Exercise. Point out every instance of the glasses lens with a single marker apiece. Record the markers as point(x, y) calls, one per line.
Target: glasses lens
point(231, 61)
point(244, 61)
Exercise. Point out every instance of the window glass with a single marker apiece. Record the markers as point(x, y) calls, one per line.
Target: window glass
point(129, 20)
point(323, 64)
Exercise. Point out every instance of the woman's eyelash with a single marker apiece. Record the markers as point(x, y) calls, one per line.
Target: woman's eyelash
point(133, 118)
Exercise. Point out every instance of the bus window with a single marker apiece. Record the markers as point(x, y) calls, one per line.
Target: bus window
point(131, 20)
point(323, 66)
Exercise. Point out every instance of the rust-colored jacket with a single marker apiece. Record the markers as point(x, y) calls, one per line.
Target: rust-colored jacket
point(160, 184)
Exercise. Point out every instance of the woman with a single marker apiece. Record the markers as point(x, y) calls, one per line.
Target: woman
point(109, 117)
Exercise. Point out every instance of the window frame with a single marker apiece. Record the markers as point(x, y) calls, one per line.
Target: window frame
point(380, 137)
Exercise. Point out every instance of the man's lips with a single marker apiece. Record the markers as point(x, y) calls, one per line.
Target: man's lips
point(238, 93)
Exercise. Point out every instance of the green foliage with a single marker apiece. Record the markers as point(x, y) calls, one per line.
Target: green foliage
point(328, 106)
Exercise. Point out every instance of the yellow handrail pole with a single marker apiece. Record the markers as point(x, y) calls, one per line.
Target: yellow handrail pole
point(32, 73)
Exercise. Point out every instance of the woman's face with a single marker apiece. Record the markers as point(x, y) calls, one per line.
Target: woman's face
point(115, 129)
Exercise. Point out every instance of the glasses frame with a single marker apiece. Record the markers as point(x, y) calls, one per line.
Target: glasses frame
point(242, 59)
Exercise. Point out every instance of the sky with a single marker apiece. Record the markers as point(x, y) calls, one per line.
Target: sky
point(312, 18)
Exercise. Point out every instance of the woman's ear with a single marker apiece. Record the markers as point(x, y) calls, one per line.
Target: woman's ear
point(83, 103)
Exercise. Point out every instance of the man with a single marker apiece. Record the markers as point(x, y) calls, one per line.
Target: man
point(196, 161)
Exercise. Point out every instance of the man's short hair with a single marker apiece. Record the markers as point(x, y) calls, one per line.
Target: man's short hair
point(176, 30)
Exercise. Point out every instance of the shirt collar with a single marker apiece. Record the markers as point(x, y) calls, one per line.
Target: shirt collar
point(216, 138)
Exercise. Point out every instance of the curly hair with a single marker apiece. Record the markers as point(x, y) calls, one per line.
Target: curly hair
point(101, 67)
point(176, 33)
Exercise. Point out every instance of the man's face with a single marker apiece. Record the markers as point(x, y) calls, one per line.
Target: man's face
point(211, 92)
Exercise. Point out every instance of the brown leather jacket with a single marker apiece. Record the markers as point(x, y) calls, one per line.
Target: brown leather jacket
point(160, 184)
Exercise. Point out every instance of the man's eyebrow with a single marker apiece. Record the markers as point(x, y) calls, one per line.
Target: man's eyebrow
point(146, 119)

◆ EXERCISE DETAILS ◆
The answer must consist of the lines from the one with "Exercise. Point out every instance of the sky" through the final line of the entries above, exactly as they are, and nothing else.

◆ YOUR RESPONSE ◆
Exercise. Point out every instance of the sky with a single marker apiece. Record the markers as point(x, y) calls, one per line.
Target: sky
point(312, 18)
Exercise. Point out every instance of the woman's ear with a single marker apiece. Record the markers as point(x, y) calls, one per line.
Target: woman's ear
point(83, 103)
Exercise. Point out every instance of the man with a single marker apiece. Record the markers as point(x, y) calls, one per line.
Target: man
point(196, 161)
Exercise. Point out every instance of the man's short hair with a single marker apiece. Record the markers as point(x, y) calls, one per line.
Target: man's short hair
point(176, 30)
Exercise. Point out every instance of the shirt collar with a single marker apiece. Record the markers as point(x, y) calls, one per line.
Target: shirt collar
point(216, 138)
Exercise. Point out every instance of the curly hair with a single marker apiece. Record the markers as point(x, y) calls, one per line.
Target: curly hair
point(101, 67)
point(176, 33)
Exercise. Point out every instance of the man's face with a single marker apiece. Record the markers as point(x, y) calls, one per line.
Target: man's face
point(211, 92)
Exercise. Point out every instance of the brown leather jacket with a single marker apiece. Record the markers as point(x, y) calls, one per line.
Target: brown leather jacket
point(160, 184)
Exercise. Point out every instance of the man's eyebrow with a single marker apiece. Record the markers as point(x, y) calls, one per line.
Target: man's eyebrow
point(146, 119)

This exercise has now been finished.